* Begin *

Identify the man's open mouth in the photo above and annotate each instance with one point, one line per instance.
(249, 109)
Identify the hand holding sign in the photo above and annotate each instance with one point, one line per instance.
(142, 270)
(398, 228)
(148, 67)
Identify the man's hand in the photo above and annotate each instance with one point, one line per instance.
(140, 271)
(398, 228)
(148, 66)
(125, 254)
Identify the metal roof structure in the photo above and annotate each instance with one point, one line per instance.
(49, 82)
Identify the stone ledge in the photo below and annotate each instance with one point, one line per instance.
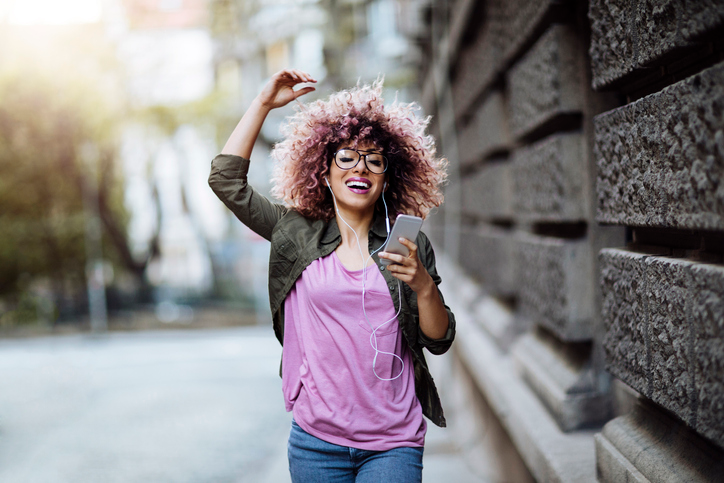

* End *

Reproduce all of the rows above, substituting "mark" for every occurrence of "annotate" and leaving everything else unchanged. Omit the pictures from your answer.

Result of the task:
Identify the man's open mouth in the photo above and mark each instance with one point, one line per instance.
(249, 109)
Identify the hand holding sign in the photo above and mark each instance with one point, one line per instance.
(142, 270)
(398, 228)
(148, 67)
Identify the man's hand in the photo above and mark each instance with one point, one line per instance.
(140, 271)
(398, 228)
(148, 66)
(125, 254)
Identify the metal roof structure in the photo above and mark each instance with one point, one line per instance.
(49, 82)
Identify the stone ledge in the photo below and mark each instance with one point, one line per instance.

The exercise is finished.